TUJUAN TUGAS A: Sajikan catatan di bawah, semuanya mulai dari baris yang memuat "find the sky." sampai baris yang memuat "81, 51, 228, 86" (kedua baris itu ikut dihitung), sebagai CSV dua kolom bernama masukan dan keluaran. Setiap teks beserta jawabannya menjadi satu baris, masing-masing dalam satu kolom berpetik dengan jeda baris diganti spasi, dan gambarnya tidak diikutsertakan.

TEKS BACAAN:
####

Logo Halal di Restoran
Oleh : Prof. Dr. Indarto, D.E.A
Kita sebagai orangtua, kadang-kadang secara tidak
langsung diingatkan oleh anak-anak untuk melakukan hal-hal yang sesuai dengan
tuntunan agama. Mereka melakukannya itu bukan karena tidak ada yang menyuruh,
namun karena ajaran dari guru-guru mereka di sekolah. Mestinya bukan sekolah
sembarangan yang bisa memberikan pemahaman pada anak-anak seperti itu.
Pemikiran ini muncul ketika saya dan seorang teman sedang
makan malam di sebuah mall di Jakarta,
karena kebetulan saat itu kami berdua ada pertemuan di sana. Pada awalnya kami
tidak berniat makan di mall tersebut
karena jaraknya relatif jauh, dibanding rumah makan padang yang kata
resepsionis hotel dekat, cukup jalan keluar kemudian belok ke kanan. Namun meskipun
kami sudah berjalan sekitar tiga ratus meter, tetapi belum menemukan rumah
makan yang dimaksud. Kami mulai bimbang jangan-jangan petugas hotel itu salah
dalam memberi informasi. Sejauh mata memandangpun sepertinya juga tidak ada
tanda-tanda keberadaan rumah makan itu.

####

CUPLIKAN DATA:

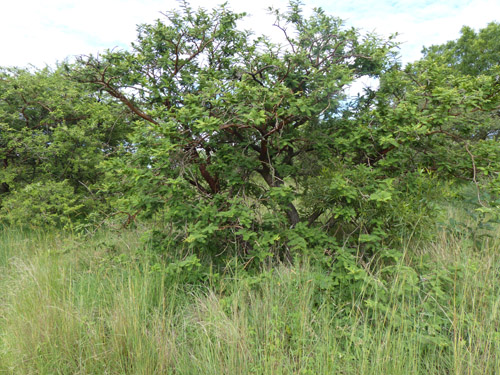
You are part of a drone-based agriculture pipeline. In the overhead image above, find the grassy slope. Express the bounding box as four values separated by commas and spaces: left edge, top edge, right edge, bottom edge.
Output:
0, 216, 500, 375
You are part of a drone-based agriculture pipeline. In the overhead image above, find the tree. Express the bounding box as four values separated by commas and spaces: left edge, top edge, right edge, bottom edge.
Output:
0, 68, 129, 228
74, 1, 498, 258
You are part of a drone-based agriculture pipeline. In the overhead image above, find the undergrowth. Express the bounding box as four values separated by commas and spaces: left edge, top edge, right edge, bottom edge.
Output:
0, 213, 500, 375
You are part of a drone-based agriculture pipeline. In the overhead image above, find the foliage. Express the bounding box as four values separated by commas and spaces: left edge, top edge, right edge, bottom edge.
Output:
0, 180, 83, 227
67, 2, 500, 261
0, 68, 133, 225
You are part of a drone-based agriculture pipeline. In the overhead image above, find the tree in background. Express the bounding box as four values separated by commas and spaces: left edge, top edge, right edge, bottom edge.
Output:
73, 2, 499, 259
0, 68, 133, 225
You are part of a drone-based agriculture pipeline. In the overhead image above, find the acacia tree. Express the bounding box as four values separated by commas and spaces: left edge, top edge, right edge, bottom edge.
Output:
0, 68, 132, 225
74, 2, 498, 257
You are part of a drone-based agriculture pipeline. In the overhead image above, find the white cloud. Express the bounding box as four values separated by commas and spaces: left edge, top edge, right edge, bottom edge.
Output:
0, 0, 500, 66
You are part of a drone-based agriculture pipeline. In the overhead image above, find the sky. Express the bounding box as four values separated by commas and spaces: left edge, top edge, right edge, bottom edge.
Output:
0, 0, 500, 68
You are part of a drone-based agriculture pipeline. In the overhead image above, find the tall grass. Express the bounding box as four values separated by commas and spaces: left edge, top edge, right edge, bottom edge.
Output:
0, 219, 500, 375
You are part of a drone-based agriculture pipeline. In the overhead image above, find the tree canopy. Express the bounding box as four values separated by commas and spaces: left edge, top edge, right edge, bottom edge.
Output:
1, 1, 500, 259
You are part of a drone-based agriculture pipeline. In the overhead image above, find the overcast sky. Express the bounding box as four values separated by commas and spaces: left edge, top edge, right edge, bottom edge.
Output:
0, 0, 500, 67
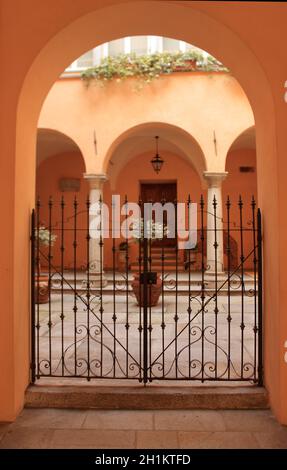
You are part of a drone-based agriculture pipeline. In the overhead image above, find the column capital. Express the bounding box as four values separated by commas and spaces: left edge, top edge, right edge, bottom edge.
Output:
83, 173, 108, 189
203, 171, 228, 188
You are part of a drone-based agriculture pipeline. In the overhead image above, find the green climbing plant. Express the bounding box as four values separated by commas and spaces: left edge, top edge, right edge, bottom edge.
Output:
81, 51, 228, 86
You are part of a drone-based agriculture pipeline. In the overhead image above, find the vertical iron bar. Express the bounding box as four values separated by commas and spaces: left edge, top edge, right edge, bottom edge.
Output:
174, 199, 179, 378
48, 196, 53, 375
213, 195, 218, 379
251, 196, 258, 382
239, 195, 245, 379
30, 209, 36, 383
36, 198, 41, 379
148, 231, 152, 381
112, 200, 117, 377
200, 195, 205, 382
99, 194, 104, 377
60, 196, 65, 377
257, 209, 263, 387
73, 196, 78, 375
187, 194, 192, 378
125, 195, 130, 378
226, 196, 232, 380
161, 199, 165, 378
138, 198, 143, 382
143, 233, 148, 384
86, 196, 90, 381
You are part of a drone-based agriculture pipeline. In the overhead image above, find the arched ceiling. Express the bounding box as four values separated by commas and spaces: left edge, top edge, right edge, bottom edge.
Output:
37, 129, 80, 166
107, 123, 206, 188
229, 126, 256, 152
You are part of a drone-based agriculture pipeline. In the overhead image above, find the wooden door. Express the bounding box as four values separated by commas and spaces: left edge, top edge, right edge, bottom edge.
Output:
141, 183, 177, 246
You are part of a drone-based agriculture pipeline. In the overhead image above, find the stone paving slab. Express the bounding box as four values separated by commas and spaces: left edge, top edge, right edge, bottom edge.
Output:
0, 409, 287, 449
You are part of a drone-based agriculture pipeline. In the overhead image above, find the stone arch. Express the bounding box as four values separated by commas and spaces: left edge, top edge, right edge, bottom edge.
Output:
5, 1, 283, 422
103, 122, 207, 186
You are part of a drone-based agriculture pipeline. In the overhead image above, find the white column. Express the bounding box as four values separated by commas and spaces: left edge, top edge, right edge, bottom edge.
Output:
203, 171, 228, 276
84, 173, 107, 288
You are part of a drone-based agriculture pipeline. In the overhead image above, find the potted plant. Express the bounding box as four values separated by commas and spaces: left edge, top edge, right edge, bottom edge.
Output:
117, 241, 128, 272
132, 219, 168, 307
34, 225, 57, 304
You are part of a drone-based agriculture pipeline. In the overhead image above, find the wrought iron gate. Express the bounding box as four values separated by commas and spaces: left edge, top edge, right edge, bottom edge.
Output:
31, 197, 262, 385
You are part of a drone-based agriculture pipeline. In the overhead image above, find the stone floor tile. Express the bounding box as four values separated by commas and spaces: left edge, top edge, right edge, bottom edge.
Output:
12, 408, 86, 429
137, 431, 178, 449
155, 410, 225, 431
83, 410, 153, 430
178, 431, 259, 449
0, 428, 53, 449
220, 410, 280, 432
50, 429, 135, 449
254, 426, 287, 449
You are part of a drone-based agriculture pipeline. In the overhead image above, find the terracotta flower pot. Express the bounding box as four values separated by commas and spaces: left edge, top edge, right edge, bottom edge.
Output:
132, 273, 162, 307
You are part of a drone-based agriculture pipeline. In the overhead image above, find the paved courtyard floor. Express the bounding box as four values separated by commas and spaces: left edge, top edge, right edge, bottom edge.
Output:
0, 409, 287, 449
36, 293, 258, 380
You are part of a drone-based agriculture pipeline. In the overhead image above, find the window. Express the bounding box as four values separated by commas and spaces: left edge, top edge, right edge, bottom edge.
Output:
162, 38, 180, 52
77, 50, 93, 69
130, 36, 148, 55
109, 39, 125, 57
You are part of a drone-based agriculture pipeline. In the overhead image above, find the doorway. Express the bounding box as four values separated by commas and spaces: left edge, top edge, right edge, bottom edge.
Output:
140, 181, 177, 247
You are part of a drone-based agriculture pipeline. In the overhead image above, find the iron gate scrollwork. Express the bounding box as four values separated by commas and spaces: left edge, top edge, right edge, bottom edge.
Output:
31, 197, 263, 385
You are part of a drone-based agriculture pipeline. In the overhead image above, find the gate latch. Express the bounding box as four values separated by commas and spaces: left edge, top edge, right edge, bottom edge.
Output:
140, 271, 157, 284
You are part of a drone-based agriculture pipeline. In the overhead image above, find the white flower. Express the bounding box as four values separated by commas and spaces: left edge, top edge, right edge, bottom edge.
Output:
35, 225, 57, 246
129, 219, 168, 240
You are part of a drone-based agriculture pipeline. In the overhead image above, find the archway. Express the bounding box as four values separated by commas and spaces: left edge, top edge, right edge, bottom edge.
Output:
3, 2, 280, 422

####

TUJUAN TUGAS B: Daftarkan semua kata ulang bertanda hubung yang terdapat dalam teks bacaan, masing-masing cukup satu kali.

JAWABAN TERTULIS A:
masukan,keluaran
"You are part of a drone-based agriculture pipeline. In the overhead image above, find the sky. Express the bounding box as four values separated by commas and spaces: left edge, top edge, right edge, bottom edge. Output:","0, 0, 500, 68"
"You are part of a drone-based agriculture pipeline. In the overhead image above, find the tall grass. Express the bounding box as four values separated by commas and spaces: left edge, top edge, right edge, bottom edge. Output:","0, 219, 500, 375"
"You are part of a drone-based agriculture pipeline. In the overhead image above, find the tree canopy. Express the bounding box as four values separated by commas and spaces: left edge, top edge, right edge, bottom edge. Output:","1, 1, 500, 259"
"You are part of a drone-based agriculture pipeline. In the overhead image above, find the overcast sky. Express the bounding box as four values separated by commas and spaces: left edge, top edge, right edge, bottom edge. Output:","0, 0, 500, 67"
"You are part of a drone-based agriculture pipeline. In the overhead image above, find the column capital. Express the bounding box as four values separated by commas and spaces: left edge, top edge, right edge, bottom edge. Output:","83, 173, 108, 189 203, 171, 228, 188"
"You are part of a drone-based agriculture pipeline. In the overhead image above, find the green climbing plant. Express the bounding box as four values separated by commas and spaces: left edge, top edge, right edge, bottom edge. Output:","81, 51, 228, 86"

JAWABAN TERTULIS B: kadang-kadang, anak-anak, hal-hal, guru-guru, jangan-jangan, tanda-tanda